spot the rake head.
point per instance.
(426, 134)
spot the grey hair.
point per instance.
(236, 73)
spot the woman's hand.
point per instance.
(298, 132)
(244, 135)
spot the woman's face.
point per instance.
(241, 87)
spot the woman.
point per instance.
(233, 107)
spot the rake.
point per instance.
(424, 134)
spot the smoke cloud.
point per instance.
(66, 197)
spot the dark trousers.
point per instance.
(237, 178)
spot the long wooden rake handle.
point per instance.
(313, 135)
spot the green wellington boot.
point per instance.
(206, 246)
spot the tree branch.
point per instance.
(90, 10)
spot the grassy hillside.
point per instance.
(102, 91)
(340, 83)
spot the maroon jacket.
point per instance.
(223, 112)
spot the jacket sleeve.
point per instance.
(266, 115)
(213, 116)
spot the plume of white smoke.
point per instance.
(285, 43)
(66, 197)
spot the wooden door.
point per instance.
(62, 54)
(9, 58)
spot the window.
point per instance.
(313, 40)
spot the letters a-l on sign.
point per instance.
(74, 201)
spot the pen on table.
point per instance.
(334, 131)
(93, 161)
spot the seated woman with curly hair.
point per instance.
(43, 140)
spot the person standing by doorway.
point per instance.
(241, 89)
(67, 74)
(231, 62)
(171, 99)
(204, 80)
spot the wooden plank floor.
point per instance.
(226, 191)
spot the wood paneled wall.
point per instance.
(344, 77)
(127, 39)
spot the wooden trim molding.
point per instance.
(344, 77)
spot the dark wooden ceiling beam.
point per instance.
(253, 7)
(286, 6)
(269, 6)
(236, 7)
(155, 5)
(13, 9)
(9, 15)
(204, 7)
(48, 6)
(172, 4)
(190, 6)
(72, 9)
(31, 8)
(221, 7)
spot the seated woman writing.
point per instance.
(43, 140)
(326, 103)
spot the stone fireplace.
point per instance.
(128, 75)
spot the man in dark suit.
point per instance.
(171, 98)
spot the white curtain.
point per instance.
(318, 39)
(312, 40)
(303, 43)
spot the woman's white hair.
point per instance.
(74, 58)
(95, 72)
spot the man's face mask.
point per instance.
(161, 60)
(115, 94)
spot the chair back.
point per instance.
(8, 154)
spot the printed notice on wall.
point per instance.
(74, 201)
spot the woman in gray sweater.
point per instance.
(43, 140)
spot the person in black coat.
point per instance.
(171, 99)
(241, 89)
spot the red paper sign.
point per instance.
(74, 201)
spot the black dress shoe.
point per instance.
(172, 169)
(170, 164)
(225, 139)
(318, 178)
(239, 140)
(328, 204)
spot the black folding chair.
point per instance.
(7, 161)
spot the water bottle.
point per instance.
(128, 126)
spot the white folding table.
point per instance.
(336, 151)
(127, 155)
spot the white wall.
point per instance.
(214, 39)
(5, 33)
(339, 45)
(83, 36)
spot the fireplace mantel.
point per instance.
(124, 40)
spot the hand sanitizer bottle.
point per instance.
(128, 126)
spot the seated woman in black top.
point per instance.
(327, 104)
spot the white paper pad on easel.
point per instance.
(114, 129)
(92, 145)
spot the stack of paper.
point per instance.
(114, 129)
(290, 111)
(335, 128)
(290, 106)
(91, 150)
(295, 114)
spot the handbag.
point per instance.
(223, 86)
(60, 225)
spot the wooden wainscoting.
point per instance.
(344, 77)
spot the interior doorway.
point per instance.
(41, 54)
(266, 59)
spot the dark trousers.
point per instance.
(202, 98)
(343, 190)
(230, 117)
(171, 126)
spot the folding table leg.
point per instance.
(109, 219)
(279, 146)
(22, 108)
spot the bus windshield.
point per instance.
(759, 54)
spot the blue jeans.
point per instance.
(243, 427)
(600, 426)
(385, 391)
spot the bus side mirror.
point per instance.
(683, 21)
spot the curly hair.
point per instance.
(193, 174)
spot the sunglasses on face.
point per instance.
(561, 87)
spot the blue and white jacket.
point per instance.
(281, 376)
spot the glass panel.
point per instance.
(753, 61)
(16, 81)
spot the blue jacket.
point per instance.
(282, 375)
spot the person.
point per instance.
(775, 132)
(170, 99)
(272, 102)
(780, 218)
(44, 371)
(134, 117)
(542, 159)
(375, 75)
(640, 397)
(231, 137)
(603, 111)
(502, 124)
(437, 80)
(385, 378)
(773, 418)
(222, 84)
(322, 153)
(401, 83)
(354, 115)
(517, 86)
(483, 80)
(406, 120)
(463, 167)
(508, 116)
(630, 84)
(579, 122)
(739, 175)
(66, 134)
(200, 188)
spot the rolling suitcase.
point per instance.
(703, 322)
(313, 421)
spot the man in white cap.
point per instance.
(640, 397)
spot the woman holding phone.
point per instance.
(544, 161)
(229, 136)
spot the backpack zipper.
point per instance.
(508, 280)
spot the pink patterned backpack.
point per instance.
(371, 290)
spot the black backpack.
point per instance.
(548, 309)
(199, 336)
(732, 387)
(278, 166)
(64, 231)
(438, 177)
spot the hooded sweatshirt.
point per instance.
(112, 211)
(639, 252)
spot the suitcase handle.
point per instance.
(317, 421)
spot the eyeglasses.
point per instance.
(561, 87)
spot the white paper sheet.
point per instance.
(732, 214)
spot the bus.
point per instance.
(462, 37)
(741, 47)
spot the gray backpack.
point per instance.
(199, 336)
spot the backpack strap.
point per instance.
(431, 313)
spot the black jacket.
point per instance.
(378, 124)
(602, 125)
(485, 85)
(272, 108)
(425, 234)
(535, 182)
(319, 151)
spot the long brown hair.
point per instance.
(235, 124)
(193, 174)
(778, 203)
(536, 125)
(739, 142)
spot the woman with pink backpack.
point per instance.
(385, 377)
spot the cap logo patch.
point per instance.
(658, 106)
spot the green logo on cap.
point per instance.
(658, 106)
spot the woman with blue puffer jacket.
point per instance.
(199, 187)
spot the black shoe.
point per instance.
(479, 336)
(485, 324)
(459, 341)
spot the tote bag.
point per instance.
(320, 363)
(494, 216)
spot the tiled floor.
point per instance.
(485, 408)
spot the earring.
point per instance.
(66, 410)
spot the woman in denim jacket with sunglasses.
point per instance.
....................
The problem: Return all the items above word for word, keeping every line in its original order.

Solution:
spot the rake head.
point per instance.
(426, 134)
spot the grey hair.
point per instance.
(236, 73)
spot the woman's hand.
point per instance.
(298, 132)
(244, 135)
spot the woman's face.
point per instance.
(241, 87)
spot the woman.
point per instance.
(233, 107)
spot the rake.
point per instance.
(424, 134)
spot the smoke cloud.
point per instance.
(66, 197)
spot the dark trousers.
point per instance.
(237, 178)
spot the long wooden rake handle.
point per instance.
(313, 135)
spot the green wellington boot.
point per instance.
(206, 246)
spot the tree branch.
point per instance.
(90, 10)
spot the grassy hillside.
point per instance.
(102, 91)
(340, 83)
spot the maroon jacket.
point per instance.
(223, 112)
spot the jacket sleeve.
point per instance.
(266, 115)
(213, 116)
spot the plume of white smoke.
point per instance.
(285, 43)
(66, 197)
spot the wooden door.
point per instance.
(62, 54)
(9, 58)
spot the window.
point per instance.
(313, 40)
spot the letters a-l on sign.
point per instance.
(74, 201)
spot the pen on table.
point per instance.
(334, 131)
(93, 161)
spot the seated woman with curly hair.
point per instance.
(43, 140)
spot the person standing by doorway.
point per instance.
(241, 89)
(67, 74)
(231, 62)
(171, 99)
(204, 80)
spot the wooden plank floor.
point per instance.
(226, 191)
spot the wood paneled wall.
point per instance.
(344, 77)
(127, 39)
spot the wooden trim molding.
point per instance.
(344, 77)
spot the dark wooden ceiling beam.
point per instance.
(253, 7)
(286, 6)
(269, 6)
(236, 7)
(155, 5)
(13, 9)
(9, 15)
(204, 7)
(48, 6)
(172, 4)
(190, 6)
(72, 9)
(31, 8)
(221, 7)
spot the seated woman writing.
point per instance.
(43, 140)
(326, 103)
spot the stone fireplace.
point per instance.
(128, 75)
spot the man in dark suit.
point per instance.
(171, 98)
spot the white curtain.
point per instance.
(318, 39)
(312, 40)
(303, 43)
spot the woman's white hair.
point per instance.
(74, 58)
(95, 72)
spot the man's face mask.
point per instance.
(161, 60)
(115, 94)
spot the chair back.
point per instance.
(8, 154)
spot the printed notice on wall.
point per instance.
(74, 201)
spot the woman in gray sweater.
point per instance.
(43, 140)
spot the person in black coat.
point per instance.
(171, 99)
(241, 89)
spot the red paper sign.
point per instance.
(74, 201)
spot the black dress shoe.
point per instance.
(172, 169)
(170, 164)
(225, 139)
(318, 178)
(239, 140)
(328, 204)
spot the black folding chair.
point per instance.
(7, 161)
spot the water bottle.
point per instance.
(128, 126)
spot the white folding table.
point per instance.
(336, 151)
(127, 155)
spot the white wall.
point per instance.
(214, 39)
(5, 33)
(339, 45)
(83, 36)
spot the fireplace mantel.
point per instance.
(124, 40)
spot the hand sanitizer bottle.
point per instance.
(128, 126)
spot the seated woman in black top.
point per instance.
(327, 104)
spot the white paper pad on easel.
point per instance.
(114, 129)
(92, 145)
spot the stack of paper.
point per instance.
(114, 129)
(290, 111)
(335, 128)
(290, 106)
(91, 150)
(295, 114)
spot the handbag.
point per instance.
(223, 86)
(60, 225)
spot the wooden wainscoting.
point per instance.
(344, 77)
spot the interior doorway.
point per instance.
(41, 54)
(266, 59)
spot the dark trousers.
point per instance.
(202, 98)
(343, 190)
(230, 117)
(171, 126)
spot the folding table leg.
point per instance.
(109, 219)
(279, 146)
(22, 108)
spot the bus windshield.
point per instance.
(759, 54)
spot the blue jeans.
point per instance.
(243, 427)
(600, 426)
(385, 391)
spot the bus side mirror.
point per instance.
(683, 21)
spot the curly hair.
point per instance.
(193, 174)
spot the sunglasses on face.
point per instance.
(561, 87)
spot the blue and white jacket.
point per instance.
(281, 376)
spot the glass panel.
point per instance.
(753, 61)
(16, 81)
spot the blue jacket.
point per instance.
(282, 375)
spot the person.
point per instance.
(775, 132)
(170, 99)
(272, 102)
(780, 218)
(44, 371)
(134, 117)
(542, 159)
(375, 75)
(640, 397)
(231, 137)
(603, 111)
(502, 124)
(437, 80)
(385, 378)
(773, 418)
(222, 84)
(322, 153)
(401, 83)
(354, 115)
(517, 86)
(483, 80)
(406, 120)
(463, 167)
(508, 116)
(630, 84)
(579, 122)
(739, 175)
(66, 134)
(200, 188)
spot the rolling suitcase.
point per instance.
(703, 322)
(313, 421)
spot the man in white cap.
point per instance.
(640, 397)
spot the woman holding phone.
point per instance.
(544, 161)
(229, 136)
spot the backpack zipper.
point per instance.
(508, 280)
spot the pink patterned backpack.
point per instance.
(371, 290)
spot the black backpack.
point per instance.
(548, 309)
(199, 336)
(732, 387)
(278, 166)
(64, 231)
(438, 177)
spot the hooded sweatshirt.
point per instance.
(112, 211)
(639, 252)
spot the suitcase handle.
point per instance.
(317, 421)
spot the eyeglasses.
point per instance.
(561, 87)
spot the white paper sheet.
point per instance.
(732, 214)
spot the bus.
point per instance.
(462, 37)
(741, 47)
spot the gray backpack.
point per instance.
(199, 336)
spot the backpack strap.
point per instance.
(431, 313)
spot the black jacket.
point per instance.
(378, 124)
(602, 125)
(485, 85)
(272, 108)
(425, 234)
(535, 182)
(319, 151)
spot the long brown hair.
point per instance.
(235, 124)
(193, 174)
(778, 203)
(536, 125)
(739, 142)
spot the woman with pink backpack.
point per instance.
(385, 377)
spot the cap logo patch.
point per instance.
(658, 106)
spot the green logo on cap.
point per instance.
(658, 106)
spot the woman with blue puffer jacket.
point per instance.
(199, 187)
spot the black shoe.
point per instance.
(479, 336)
(485, 324)
(459, 341)
spot the tote bag.
point per instance.
(320, 363)
(494, 216)
spot the tiled floor.
point per instance.
(485, 408)
spot the earring.
point per instance.
(66, 410)
spot the woman in denim jacket with sunglasses.
point per instance.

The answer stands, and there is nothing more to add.